Collect every line in the rows below that contains the string "Target", with case taken into account.

....................

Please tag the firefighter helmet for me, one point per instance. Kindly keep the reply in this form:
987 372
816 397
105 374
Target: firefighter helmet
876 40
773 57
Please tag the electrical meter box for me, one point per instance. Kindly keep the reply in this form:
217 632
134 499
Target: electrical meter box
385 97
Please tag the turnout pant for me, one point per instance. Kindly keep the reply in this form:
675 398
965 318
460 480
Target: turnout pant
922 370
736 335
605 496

....................

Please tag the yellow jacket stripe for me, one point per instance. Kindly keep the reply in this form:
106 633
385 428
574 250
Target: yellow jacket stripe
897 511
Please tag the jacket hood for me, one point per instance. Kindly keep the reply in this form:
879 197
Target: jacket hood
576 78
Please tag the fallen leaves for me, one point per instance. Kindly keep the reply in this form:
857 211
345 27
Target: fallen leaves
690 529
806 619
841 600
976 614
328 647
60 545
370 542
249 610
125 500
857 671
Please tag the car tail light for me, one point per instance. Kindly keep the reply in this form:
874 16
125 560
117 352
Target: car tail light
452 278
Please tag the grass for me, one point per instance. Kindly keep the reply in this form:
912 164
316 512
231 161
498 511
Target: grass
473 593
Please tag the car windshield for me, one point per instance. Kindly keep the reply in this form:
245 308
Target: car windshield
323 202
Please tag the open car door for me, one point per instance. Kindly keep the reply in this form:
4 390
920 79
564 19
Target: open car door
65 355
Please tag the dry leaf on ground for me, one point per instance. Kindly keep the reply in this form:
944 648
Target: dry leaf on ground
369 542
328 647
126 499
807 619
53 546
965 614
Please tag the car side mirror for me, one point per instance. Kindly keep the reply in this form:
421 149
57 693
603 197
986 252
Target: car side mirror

....................

** Completed exercise **
Target: firefighter helmet
Target: electrical meter box
Target: turnout pant
Target: yellow jacket stripe
Target: jacket hood
Target: fallen leaves
Target: car tail light
Target: grass
Target: car windshield
Target: open car door
Target: dry leaf on ground
Target: car side mirror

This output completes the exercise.